**What needs to be done**
Reproduce all the entries precisely.

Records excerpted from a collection
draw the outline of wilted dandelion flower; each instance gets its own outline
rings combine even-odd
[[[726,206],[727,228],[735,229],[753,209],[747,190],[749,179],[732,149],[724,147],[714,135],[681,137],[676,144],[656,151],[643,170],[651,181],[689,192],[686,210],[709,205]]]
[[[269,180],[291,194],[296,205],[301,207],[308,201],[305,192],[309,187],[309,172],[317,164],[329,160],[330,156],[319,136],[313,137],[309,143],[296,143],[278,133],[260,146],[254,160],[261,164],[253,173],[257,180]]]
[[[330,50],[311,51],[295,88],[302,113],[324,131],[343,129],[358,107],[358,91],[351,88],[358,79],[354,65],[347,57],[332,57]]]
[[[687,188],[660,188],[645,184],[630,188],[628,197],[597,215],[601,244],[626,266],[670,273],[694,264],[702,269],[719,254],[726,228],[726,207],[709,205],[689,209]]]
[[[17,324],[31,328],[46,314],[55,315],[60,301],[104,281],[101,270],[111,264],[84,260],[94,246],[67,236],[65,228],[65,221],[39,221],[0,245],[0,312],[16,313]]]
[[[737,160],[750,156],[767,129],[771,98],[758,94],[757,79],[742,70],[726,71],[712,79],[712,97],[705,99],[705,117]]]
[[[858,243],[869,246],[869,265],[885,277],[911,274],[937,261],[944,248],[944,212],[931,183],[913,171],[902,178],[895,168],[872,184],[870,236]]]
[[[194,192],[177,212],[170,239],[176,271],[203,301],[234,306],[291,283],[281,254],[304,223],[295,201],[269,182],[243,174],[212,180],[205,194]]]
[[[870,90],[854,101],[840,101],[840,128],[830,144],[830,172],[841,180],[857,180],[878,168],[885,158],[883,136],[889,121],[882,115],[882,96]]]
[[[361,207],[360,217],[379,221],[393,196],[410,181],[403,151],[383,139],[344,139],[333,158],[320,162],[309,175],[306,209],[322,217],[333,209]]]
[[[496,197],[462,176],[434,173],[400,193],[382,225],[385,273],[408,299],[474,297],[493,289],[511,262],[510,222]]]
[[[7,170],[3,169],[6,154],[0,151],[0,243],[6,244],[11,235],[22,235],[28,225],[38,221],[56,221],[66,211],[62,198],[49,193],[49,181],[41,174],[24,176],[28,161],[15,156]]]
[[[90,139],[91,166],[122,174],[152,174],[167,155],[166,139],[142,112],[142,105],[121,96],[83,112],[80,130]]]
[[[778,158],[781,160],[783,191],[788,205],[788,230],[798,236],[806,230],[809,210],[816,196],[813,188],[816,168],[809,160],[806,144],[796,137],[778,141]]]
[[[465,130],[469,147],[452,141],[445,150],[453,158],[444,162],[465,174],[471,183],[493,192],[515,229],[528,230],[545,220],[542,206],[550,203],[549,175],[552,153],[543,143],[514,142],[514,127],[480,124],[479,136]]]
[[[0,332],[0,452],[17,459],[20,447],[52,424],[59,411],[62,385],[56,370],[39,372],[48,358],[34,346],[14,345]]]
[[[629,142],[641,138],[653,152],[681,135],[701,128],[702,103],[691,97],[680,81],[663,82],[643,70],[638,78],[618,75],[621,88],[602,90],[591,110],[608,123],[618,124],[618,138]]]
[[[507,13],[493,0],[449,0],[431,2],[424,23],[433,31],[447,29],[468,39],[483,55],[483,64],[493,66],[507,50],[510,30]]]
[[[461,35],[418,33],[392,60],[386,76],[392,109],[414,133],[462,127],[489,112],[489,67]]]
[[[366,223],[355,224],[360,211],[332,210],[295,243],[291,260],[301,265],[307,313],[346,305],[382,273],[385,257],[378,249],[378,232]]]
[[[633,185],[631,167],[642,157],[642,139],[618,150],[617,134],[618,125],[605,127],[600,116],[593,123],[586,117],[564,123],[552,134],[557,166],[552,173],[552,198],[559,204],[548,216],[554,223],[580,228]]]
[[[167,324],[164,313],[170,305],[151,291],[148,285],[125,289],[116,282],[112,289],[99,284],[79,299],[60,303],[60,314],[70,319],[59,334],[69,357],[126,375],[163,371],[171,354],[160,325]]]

**Finished task**
draw the outline of wilted dandelion flower; each instance gets its own outline
rings combine even-odd
[[[726,206],[727,228],[735,229],[753,209],[747,190],[749,179],[732,149],[724,147],[714,135],[681,137],[676,144],[656,151],[643,170],[651,181],[689,192],[686,210],[709,205]]]
[[[269,180],[291,194],[296,205],[301,207],[308,201],[305,192],[309,187],[309,172],[317,164],[329,160],[330,156],[319,136],[313,137],[309,143],[296,143],[278,133],[260,146],[254,160],[261,164],[253,173],[257,180]]]
[[[330,50],[311,51],[295,88],[302,113],[324,131],[343,129],[358,107],[358,91],[351,88],[358,79],[354,65],[347,57],[332,57]]]
[[[687,188],[660,188],[645,184],[630,188],[628,197],[597,215],[601,244],[626,266],[670,273],[694,264],[702,269],[719,254],[726,228],[726,207],[709,205],[689,209]]]
[[[17,324],[31,328],[46,314],[55,315],[60,301],[104,281],[101,270],[111,264],[84,260],[94,246],[67,236],[65,228],[65,221],[39,221],[0,245],[0,312],[16,313]]]
[[[737,160],[750,156],[767,129],[771,98],[758,94],[757,79],[742,70],[726,71],[712,79],[712,97],[705,99],[705,117]]]
[[[858,243],[869,246],[869,265],[885,277],[911,274],[937,261],[944,248],[944,212],[931,183],[913,171],[902,178],[895,168],[872,184],[870,236]]]
[[[194,192],[177,212],[170,239],[176,271],[203,301],[234,306],[291,283],[281,254],[304,223],[295,201],[269,182],[243,174],[212,180],[205,194]]]
[[[870,90],[854,101],[840,101],[840,128],[830,144],[830,172],[841,180],[857,180],[878,168],[885,158],[883,136],[889,121],[882,115],[882,96]]]
[[[361,207],[360,217],[379,221],[393,196],[410,181],[403,151],[383,139],[344,139],[333,158],[320,162],[309,175],[306,209],[322,217],[333,209]]]
[[[496,197],[462,176],[434,173],[400,193],[382,225],[385,273],[408,299],[474,297],[493,289],[511,262],[510,222]]]
[[[7,170],[3,169],[6,154],[0,151],[0,243],[6,244],[11,235],[22,235],[28,225],[38,221],[56,221],[66,211],[62,198],[49,193],[49,181],[41,174],[24,176],[28,161],[15,156]]]
[[[90,139],[91,166],[122,174],[152,174],[167,155],[166,139],[142,112],[142,105],[121,96],[83,112],[80,130]]]
[[[778,158],[781,160],[783,191],[788,205],[788,230],[798,236],[806,230],[809,210],[816,196],[813,188],[816,168],[809,160],[806,144],[796,137],[778,141]]]
[[[465,130],[469,147],[452,141],[445,150],[453,158],[444,162],[465,174],[471,183],[493,192],[515,229],[528,230],[545,220],[542,206],[550,203],[549,175],[552,153],[543,143],[514,142],[514,127],[480,124],[479,136]]]
[[[0,332],[0,452],[17,459],[20,447],[52,424],[59,411],[62,385],[56,370],[39,372],[48,358],[34,346],[14,345]]]
[[[629,142],[641,138],[653,152],[681,135],[701,128],[702,103],[691,97],[680,81],[663,82],[643,70],[638,78],[618,75],[621,88],[602,90],[591,110],[608,123],[618,124],[618,138]]]
[[[507,13],[493,0],[449,0],[431,2],[424,23],[433,31],[447,29],[468,39],[483,55],[483,64],[493,66],[507,50],[510,30]]]
[[[461,35],[418,33],[392,60],[386,76],[392,109],[414,133],[462,127],[489,112],[489,67]]]
[[[366,223],[355,224],[360,211],[332,210],[295,243],[291,260],[301,265],[307,313],[346,305],[382,273],[385,257],[378,249],[378,232]]]
[[[633,185],[631,167],[642,157],[642,139],[618,150],[617,134],[618,125],[605,127],[600,116],[593,123],[586,117],[564,123],[552,134],[557,166],[552,173],[552,198],[559,204],[548,216],[554,223],[580,228]]]
[[[167,324],[164,313],[170,305],[151,291],[148,285],[125,289],[116,282],[112,289],[99,284],[79,299],[60,303],[60,314],[70,319],[59,334],[69,357],[126,375],[163,371],[171,354],[160,325]]]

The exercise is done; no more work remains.